Only the lines starting at the one that contains "Could you mark the outstretched" and running to the end should be repeated, exactly as written.

>> start Exercise data

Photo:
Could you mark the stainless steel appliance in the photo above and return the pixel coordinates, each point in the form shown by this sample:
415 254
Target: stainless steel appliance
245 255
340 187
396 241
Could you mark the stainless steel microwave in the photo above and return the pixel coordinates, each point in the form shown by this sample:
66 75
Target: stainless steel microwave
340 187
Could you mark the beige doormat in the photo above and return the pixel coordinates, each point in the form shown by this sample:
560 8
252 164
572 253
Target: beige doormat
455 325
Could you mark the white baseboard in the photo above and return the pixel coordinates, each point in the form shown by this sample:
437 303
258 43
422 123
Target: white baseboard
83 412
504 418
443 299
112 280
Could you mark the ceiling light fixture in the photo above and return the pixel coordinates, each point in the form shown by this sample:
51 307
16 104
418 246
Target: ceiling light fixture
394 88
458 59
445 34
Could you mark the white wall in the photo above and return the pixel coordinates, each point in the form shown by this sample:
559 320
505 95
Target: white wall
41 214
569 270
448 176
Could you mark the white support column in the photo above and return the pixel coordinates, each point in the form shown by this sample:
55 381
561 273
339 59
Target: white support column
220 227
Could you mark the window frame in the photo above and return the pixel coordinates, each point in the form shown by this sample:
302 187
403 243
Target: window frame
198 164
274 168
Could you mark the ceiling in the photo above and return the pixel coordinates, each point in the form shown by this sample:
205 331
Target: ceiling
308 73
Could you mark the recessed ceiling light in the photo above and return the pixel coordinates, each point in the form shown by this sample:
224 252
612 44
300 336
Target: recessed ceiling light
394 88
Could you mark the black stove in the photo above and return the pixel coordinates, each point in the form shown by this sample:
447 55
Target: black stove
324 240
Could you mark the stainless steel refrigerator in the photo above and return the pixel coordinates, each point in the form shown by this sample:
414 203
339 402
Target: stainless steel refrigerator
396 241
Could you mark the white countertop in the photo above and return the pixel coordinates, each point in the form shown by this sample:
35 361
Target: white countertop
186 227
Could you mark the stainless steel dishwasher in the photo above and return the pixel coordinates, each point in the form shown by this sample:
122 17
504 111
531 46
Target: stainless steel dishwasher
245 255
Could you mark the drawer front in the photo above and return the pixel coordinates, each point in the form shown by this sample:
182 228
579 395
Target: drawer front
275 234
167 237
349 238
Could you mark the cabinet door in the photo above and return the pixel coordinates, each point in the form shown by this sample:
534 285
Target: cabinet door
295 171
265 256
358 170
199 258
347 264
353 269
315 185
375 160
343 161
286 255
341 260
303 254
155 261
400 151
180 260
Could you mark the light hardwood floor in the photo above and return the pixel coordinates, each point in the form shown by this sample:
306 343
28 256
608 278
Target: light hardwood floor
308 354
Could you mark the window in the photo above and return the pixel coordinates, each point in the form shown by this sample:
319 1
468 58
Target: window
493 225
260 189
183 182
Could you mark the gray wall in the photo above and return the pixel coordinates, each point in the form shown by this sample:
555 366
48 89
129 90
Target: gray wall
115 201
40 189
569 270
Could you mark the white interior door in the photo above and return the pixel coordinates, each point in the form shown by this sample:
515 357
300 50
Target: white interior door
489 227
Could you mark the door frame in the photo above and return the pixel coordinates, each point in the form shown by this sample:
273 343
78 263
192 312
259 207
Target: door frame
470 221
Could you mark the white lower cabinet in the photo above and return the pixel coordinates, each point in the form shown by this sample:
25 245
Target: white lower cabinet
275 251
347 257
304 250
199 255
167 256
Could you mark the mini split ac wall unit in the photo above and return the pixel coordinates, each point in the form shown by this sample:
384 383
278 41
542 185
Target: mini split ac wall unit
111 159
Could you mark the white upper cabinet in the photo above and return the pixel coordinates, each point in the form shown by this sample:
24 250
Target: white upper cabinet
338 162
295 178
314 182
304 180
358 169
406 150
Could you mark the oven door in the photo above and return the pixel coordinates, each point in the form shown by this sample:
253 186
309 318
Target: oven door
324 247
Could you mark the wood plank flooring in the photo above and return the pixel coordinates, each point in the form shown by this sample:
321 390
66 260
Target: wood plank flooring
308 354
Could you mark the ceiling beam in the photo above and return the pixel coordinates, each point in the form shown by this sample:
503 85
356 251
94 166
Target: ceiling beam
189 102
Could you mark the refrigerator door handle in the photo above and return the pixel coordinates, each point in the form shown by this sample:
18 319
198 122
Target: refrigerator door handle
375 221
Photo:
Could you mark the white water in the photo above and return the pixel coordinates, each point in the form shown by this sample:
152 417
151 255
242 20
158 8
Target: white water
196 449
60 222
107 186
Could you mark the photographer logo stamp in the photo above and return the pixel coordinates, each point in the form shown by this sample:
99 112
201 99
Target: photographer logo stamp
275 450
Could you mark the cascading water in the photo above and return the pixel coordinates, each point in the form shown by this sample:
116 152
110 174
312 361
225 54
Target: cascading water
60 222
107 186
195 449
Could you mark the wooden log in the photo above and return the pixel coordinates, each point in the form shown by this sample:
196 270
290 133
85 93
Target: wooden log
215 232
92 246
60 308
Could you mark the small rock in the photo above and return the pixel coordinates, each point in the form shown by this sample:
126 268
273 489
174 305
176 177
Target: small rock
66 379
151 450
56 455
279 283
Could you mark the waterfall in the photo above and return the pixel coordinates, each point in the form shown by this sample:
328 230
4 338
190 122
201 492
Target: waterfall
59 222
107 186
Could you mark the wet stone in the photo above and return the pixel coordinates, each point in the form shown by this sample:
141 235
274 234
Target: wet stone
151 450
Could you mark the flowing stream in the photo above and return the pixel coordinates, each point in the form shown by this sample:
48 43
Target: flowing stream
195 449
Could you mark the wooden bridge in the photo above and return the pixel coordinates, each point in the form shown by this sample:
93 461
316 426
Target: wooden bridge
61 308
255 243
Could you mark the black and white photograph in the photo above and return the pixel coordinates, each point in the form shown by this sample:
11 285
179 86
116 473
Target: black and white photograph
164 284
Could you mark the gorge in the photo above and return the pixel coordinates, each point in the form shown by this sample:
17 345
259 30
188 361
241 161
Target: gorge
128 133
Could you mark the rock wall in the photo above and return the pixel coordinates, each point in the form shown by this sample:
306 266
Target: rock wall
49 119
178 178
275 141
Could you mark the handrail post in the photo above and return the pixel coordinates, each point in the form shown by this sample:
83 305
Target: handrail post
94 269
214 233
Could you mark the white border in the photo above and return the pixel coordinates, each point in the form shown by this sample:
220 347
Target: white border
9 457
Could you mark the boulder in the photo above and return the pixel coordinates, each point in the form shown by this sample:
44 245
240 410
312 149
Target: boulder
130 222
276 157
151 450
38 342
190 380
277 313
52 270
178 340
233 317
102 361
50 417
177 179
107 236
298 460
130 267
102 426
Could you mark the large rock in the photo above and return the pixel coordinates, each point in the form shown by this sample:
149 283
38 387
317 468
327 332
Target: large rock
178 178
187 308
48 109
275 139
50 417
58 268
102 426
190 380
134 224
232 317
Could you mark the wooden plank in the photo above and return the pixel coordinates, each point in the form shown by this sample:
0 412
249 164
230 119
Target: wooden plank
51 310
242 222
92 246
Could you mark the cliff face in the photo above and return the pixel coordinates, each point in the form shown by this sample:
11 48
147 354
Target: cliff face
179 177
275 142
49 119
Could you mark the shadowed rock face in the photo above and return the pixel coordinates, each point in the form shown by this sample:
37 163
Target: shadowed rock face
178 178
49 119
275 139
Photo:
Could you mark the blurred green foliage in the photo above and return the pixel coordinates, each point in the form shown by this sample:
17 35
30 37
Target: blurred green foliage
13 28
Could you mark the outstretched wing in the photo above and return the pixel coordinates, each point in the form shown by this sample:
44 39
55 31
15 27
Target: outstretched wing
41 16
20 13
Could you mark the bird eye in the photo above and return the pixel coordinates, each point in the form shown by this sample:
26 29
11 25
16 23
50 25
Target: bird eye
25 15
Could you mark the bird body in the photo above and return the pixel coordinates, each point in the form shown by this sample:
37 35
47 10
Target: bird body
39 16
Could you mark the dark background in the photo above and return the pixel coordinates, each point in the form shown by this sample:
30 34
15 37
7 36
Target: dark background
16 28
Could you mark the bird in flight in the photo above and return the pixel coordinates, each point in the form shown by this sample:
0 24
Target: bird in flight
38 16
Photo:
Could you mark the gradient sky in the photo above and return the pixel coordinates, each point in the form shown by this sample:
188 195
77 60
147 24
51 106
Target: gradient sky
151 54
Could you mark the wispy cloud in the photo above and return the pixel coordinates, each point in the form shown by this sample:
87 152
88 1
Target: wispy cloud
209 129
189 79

>> end Exercise data

◆ Final result:
Could you mark the outstretched wing in the photo above and return the pixel coordinates, each point in the form shown by this sample:
44 39
55 31
15 27
Target: outstretched wing
41 16
20 13
Could you mark the bird eye in the photo above and return the pixel coordinates, each point in the form shown by this sample:
26 29
11 25
16 23
50 25
Target: bird eye
25 15
Could you mark the bird body in the photo above and return the pixel coordinates, each point in the form shown by this sample:
37 35
47 10
Target: bird body
39 16
Could you mark the dark background in the photo above and return the pixel coordinates, each point in the form shown by this sample:
30 34
15 37
7 36
Target: dark background
16 28
Could you mark the bird in flight in the photo above and return the pixel coordinates, each point in the form shown by this sample:
0 24
Target: bird in flight
38 16
Photo:
Could you mark the gradient sky in the photo above and return the pixel coordinates, each point in the form shown by this sample:
188 195
77 60
147 24
51 106
Target: gradient sky
151 54
Could you mark the wispy cloud in the photo above and return the pixel coordinates, each point in the form shown by this sample:
87 152
88 1
Target: wispy cloud
209 129
189 79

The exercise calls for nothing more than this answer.